Fearful of transportation to the new SS concentration camps, Wiesenthal cast about for a means of saving his wife. He struck up a bargain with the Polish Underground, Armja Krajowa, (AJ;) he agreed to furnish maps the partisans needed for sabotage in return for forged documents showing Cyla was Aryan. In this fashion, the Jewish Cyla Wiesenthal became the Christian Irena Kowalska. In a wintery night a member of the AJ smuggled her out of the camp to Warsaw, where she was provided shelter by an architect in exchange for serving as a nanny. To those who questioned, she explained she was the wife of a Polish officer, prisoner of war of the Russians. Her blonde hair and gray-blue eyes, coupled with fluency in Polish, lent truth to the lie.
By June 1943 conditions deteriorated in Warsaw as the Gestapo subjected nonpermanent residents of the city to arbitrary arrests. Desperate to elude capture and to see Simon, Cyla took a train to Lvov where she hid for two days and nights in the ladies’ toilet stall. One evening, Wiesenthal was called to the camp fence and discovered Cyla on the other side. The Polish Underground helped once more and they arranged passage for her to a small apartment at 5 Topiel Street in Warsaw where she was given a bed in a kitchen which she shared with rabbits. In the meantime Simon was deported to the notorious Mauthausen concentration camp in Austria. Desiring death on his own terms, he slashed his wrists. The Nazi in command saved him with the words, “A Jew should never die when he wishes. Only when we wish.” Cyla was contacted by a member of the Underground who mistakenly informed her Simon had perished. Shortly afterwards she was deported, as a Pole rather than a Jew, to forced labor in a munitions plant in the Ruhr. Had she been identified as a Jew, she would have been sent to a death camp. In Mauthausen, Simon encountered an inmate from 7 Topiel Street who informed him no one had survived the street’s destruction during the Warsaw Ghetto Uprising. Not wanting Simon to harbor fool’s hope he explained, “There is no hope. Topiel Street is one big mass grave.” Later Simon recalled, “That night I went to sleep a widower.”

**RAW DATA:**
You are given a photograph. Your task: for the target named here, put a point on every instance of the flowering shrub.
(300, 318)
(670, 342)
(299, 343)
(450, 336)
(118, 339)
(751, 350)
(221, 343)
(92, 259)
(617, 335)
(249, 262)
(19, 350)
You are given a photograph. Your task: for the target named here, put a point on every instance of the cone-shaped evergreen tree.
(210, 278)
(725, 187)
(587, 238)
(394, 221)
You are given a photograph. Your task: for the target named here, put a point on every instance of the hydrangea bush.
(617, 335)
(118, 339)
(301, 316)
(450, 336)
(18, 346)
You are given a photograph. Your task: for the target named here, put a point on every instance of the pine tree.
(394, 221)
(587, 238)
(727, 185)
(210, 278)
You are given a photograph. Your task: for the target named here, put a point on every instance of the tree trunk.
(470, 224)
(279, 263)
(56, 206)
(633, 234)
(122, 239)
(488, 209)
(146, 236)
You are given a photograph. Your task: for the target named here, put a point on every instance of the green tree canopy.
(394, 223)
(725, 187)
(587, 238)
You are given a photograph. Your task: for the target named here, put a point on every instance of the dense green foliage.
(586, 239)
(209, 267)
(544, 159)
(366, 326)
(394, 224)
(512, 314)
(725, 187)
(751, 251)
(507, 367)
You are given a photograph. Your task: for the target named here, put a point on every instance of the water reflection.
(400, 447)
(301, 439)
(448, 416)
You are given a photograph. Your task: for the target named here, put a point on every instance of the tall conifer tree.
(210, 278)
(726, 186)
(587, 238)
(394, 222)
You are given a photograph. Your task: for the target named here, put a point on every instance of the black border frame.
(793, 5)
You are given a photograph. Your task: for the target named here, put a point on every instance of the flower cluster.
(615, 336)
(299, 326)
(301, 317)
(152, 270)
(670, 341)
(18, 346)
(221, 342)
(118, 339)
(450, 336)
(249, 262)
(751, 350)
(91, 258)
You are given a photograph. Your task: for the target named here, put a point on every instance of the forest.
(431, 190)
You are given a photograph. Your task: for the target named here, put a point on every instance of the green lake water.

**GIVEN TASK:** Quote every passage of direct speech in the text above about Simon and Cyla Wiesenthal.

**SOLVED EXERCISE:**
- "A Jew should never die when he wishes. Only when we wish."
- "There is no hope. Topiel Street is one big mass grave."
- "That night I went to sleep a widower."